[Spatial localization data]
= = = = =

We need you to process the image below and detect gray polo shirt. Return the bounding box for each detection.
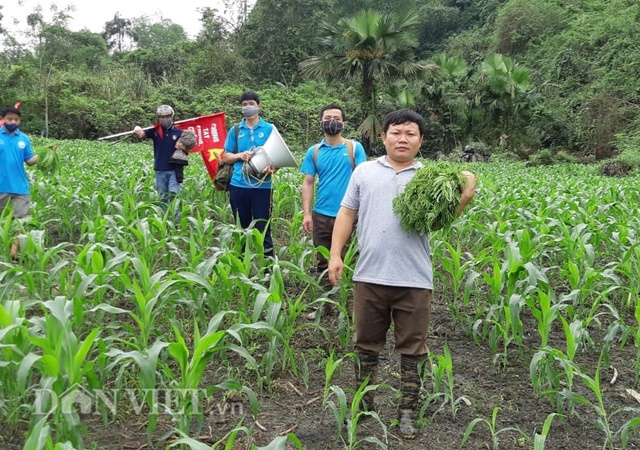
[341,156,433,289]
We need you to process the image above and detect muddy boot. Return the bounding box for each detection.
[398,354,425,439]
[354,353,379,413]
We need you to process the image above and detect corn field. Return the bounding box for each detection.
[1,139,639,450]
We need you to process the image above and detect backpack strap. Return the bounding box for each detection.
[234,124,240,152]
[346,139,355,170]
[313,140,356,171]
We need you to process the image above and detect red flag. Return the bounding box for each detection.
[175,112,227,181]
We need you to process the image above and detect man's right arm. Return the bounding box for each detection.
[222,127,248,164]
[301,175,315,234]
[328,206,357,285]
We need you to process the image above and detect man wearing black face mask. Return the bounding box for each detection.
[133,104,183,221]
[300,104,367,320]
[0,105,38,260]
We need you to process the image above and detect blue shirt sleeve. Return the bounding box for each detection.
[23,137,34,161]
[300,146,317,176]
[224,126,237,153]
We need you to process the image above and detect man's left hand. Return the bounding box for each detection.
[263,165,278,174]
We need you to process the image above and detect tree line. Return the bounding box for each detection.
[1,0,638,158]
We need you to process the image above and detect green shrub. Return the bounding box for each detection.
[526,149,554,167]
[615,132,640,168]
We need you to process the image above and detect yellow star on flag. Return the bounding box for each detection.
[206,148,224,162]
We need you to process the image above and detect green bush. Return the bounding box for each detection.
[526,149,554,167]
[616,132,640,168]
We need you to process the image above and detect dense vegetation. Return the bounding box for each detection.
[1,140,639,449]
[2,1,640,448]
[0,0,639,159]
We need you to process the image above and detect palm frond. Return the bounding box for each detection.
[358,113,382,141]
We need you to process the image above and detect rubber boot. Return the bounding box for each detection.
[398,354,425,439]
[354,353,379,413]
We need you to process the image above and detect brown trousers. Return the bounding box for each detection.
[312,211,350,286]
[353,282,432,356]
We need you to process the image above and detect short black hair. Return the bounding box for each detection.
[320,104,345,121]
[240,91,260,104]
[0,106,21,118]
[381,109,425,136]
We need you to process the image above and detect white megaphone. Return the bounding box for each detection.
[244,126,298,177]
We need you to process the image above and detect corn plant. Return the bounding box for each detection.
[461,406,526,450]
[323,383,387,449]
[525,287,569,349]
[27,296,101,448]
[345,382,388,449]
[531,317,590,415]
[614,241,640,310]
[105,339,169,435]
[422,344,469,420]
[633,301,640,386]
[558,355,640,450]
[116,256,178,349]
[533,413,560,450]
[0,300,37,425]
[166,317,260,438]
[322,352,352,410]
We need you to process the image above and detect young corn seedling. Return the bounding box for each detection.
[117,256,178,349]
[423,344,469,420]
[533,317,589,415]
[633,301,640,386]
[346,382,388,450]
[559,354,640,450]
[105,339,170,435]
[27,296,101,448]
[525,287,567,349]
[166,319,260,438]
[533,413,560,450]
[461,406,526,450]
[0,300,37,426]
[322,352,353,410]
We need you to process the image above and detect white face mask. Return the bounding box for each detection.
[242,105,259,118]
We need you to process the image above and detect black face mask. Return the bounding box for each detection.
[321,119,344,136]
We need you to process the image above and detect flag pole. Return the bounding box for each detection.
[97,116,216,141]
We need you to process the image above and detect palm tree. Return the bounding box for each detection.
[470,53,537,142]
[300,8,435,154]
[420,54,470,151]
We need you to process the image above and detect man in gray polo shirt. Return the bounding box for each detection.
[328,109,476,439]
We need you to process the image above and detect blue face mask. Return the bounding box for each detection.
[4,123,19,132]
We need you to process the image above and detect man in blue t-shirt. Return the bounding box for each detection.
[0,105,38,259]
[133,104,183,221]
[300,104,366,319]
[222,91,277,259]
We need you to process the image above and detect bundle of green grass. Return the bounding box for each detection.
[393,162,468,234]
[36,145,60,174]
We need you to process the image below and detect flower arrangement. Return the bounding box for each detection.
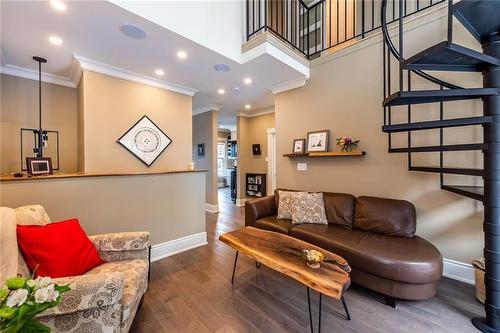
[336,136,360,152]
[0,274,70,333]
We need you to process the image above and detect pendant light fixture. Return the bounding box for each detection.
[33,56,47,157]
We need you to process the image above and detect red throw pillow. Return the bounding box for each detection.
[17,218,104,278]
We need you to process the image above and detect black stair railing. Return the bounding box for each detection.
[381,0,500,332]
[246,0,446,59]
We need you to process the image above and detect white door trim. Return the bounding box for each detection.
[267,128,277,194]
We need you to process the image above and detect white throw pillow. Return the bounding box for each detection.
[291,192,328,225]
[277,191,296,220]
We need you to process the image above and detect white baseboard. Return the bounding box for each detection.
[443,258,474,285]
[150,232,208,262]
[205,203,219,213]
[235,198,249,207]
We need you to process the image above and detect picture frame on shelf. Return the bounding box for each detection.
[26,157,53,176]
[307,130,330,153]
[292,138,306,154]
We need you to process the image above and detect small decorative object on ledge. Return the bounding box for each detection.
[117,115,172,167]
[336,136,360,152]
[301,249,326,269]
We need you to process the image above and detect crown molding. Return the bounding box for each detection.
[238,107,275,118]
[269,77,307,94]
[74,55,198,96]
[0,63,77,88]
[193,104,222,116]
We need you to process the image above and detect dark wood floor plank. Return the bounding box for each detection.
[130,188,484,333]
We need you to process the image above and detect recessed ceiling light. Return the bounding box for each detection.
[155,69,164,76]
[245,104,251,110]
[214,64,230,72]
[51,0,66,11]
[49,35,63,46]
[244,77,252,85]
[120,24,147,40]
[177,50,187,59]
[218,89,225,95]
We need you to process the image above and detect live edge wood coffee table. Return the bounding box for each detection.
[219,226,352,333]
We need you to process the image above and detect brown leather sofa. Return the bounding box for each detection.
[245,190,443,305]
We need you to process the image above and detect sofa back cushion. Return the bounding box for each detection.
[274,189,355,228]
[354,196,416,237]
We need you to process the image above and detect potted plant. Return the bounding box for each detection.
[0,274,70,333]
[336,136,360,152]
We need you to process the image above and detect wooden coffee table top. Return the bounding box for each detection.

= = = = =

(Work request) Only the pictures are to be omitted; the records above must otherwise be reproduced exactly.

(Exercise response)
We need you to process the image below and detect gray polo shirt. Return the bounding box for each detection.
[341,156,433,289]
We need you to process the image above and detect muddy boot. Return the bounding box for each detection.
[398,354,425,439]
[354,353,379,413]
We need you to process the image above and detect corn field. Return the bounding box for each detection.
[1,139,639,450]
We need you to process the image above and detect backpack strap. Return the bounding box for each detection.
[234,124,240,152]
[346,139,355,170]
[313,140,356,171]
We need you to process the image above and detect red flag. Return the bounding box for each detection.
[175,112,227,181]
We need you to process the image above and detect man's right arm. Return the bounding box for each detection.
[222,127,248,164]
[301,175,315,234]
[328,206,357,285]
We need you to process the image above and detect man wearing black face mask. Return the bounding box for each detection.
[133,104,183,221]
[300,104,367,320]
[0,105,38,260]
We need you to process the image above and detect blue shirt sleeve. Return the bounding box for each detection.
[23,137,34,161]
[300,146,317,176]
[224,126,237,153]
We need you to process the image above and detect man's left hand. Return the bounding box for each detection.
[263,165,278,174]
We need you to process the image above and detect tree line. Return the bounding box for each detection.
[1,0,638,158]
We need you to process the image above and detect green shrub. Return the bounding box for each detection.
[526,149,554,167]
[615,132,640,168]
We need you to process the image above and detect yellow star on flag. Return the bounding box for each detection.
[206,148,224,162]
We need you to process the image above and detect green bush. Return the bounding box for each detection.
[526,149,554,167]
[616,132,640,168]
We need you to process the image above and detect dense vegetation. Return the bounding box for each detection.
[1,140,639,449]
[2,1,640,448]
[0,0,639,159]
We need you to process the image above and detect palm frond. Return the bounding box for each detection.
[358,113,382,141]
We need you to process the image above and detect rubber boot. Return the bounding box for each detection.
[398,354,425,439]
[354,353,379,413]
We need you to process the image above and detect brown trousers. Return the bounding box for each detection.
[312,211,350,286]
[353,282,432,356]
We need you to process the image above and detect short black hair. Return the bounding box for each detection.
[320,104,345,121]
[240,91,260,104]
[0,106,21,118]
[381,109,425,136]
We need you to process the image above and detect white megaphone. Return the bounding box for each detection.
[244,126,298,177]
We need you to process the image above and detect corn plant. Return the bounding box for each detection.
[461,406,526,450]
[323,383,387,449]
[525,287,569,349]
[27,296,101,448]
[345,382,388,449]
[531,317,590,415]
[614,241,640,310]
[105,339,169,435]
[422,344,469,420]
[633,301,640,386]
[558,355,640,450]
[116,256,178,349]
[533,413,560,450]
[0,300,37,425]
[166,317,260,438]
[322,352,352,410]
We need you to process the image above and detect young corn seedling. Return the bounding box for each detection.
[117,256,178,349]
[423,344,469,420]
[533,317,589,415]
[633,301,640,386]
[346,382,388,450]
[559,354,640,450]
[105,339,170,435]
[27,296,101,448]
[525,287,567,349]
[166,319,260,438]
[533,413,560,450]
[461,406,526,450]
[0,300,37,426]
[322,352,353,410]
We need you to process the image above and detect white face mask. Return the bounding box for each detection.
[242,105,259,118]
We need you to process the image above and detect black face mask. Return the bounding box for each detection.
[321,119,344,136]
We need you to process the image above and detect flag pole. Return the bounding box for each detection.
[97,116,216,141]
We need you to process the image above and detect palm tree. Return the bounding box for each detection.
[470,53,537,142]
[300,8,435,154]
[420,54,470,151]
We need you to process the image above and detect man in gray polo shirt. Return the bounding box for each detection.
[328,109,476,439]
We need you to process the image above and detect blue face mask. Return the bounding box for each detection.
[4,123,19,132]
We need you to process the image above and detect man in blue t-shirt. Return the bounding box for each detection.
[0,105,38,259]
[133,104,183,221]
[300,104,366,319]
[222,91,277,259]
We need you to process the image above and detect bundle of green grass. Return the bounding box for each detection.
[393,162,468,234]
[36,145,60,174]
We need you to process the image below and detect flower arrangement. Return the bounding box for each detection.
[336,136,360,152]
[0,274,70,333]
We need you to process the image above and detect pendant light fixture. Return the bounding box for each detection.
[33,56,47,157]
We need you to process the image above and detect red throw pillow. Return the bounding box for each detection.
[17,218,104,278]
We need you to process the image above and detect black stair railing. Return the bounding box for each detection.
[381,0,500,332]
[246,0,446,59]
We need you to process the image above and detect white door trim. Return the bounding box for each detection.
[267,128,277,194]
We need you to process the image above and detect white throw pillow. Return the bounding box for each detection.
[291,192,328,225]
[277,191,296,220]
We need you to process the image above and detect white baseboard. Return the bounding box for each detection.
[443,258,474,285]
[150,232,208,262]
[205,203,219,213]
[235,198,249,207]
We need you to process the image above and detect picture frame on shelf. Return the bounding box for each detection.
[26,157,53,176]
[307,130,330,153]
[292,138,306,154]
We need you to process the image above and detect small decorative object on ledge. Return the bounding box for each detection.
[117,115,172,167]
[336,136,360,152]
[301,249,326,269]
We need you to process the image above and detect crown molding. Return the bounding box for each detection.
[238,107,275,118]
[269,77,307,94]
[74,55,198,96]
[0,63,77,88]
[193,104,222,116]
We need you to process the image above and detect dark wood floor plank. Return the bounding box for each detection.
[130,188,484,333]
We need you to process the image above and detect recessed ceiling light. Return the bounding box for each detection.
[155,69,164,76]
[245,104,251,110]
[214,64,230,72]
[51,0,66,11]
[49,35,63,46]
[244,77,252,85]
[120,24,147,40]
[177,50,187,59]
[218,89,225,95]
We need you to process the image above and detect live edge wood coffee table. Return the bounding box for each detection.
[219,226,352,333]
We need you to process the image above and detect brown leather sofa. Return the bounding box for each detection.
[245,190,443,305]
We need you to process the image above and detect sofa back cushion. Return the bounding box for each detection.
[274,189,355,228]
[354,196,416,237]
We need you to process the image above and detect potted plant. Return the bounding box for each detection.
[0,274,70,333]
[336,136,360,152]
We need you to process the image above and detect wooden coffee table top. Return the bounding box for each detection.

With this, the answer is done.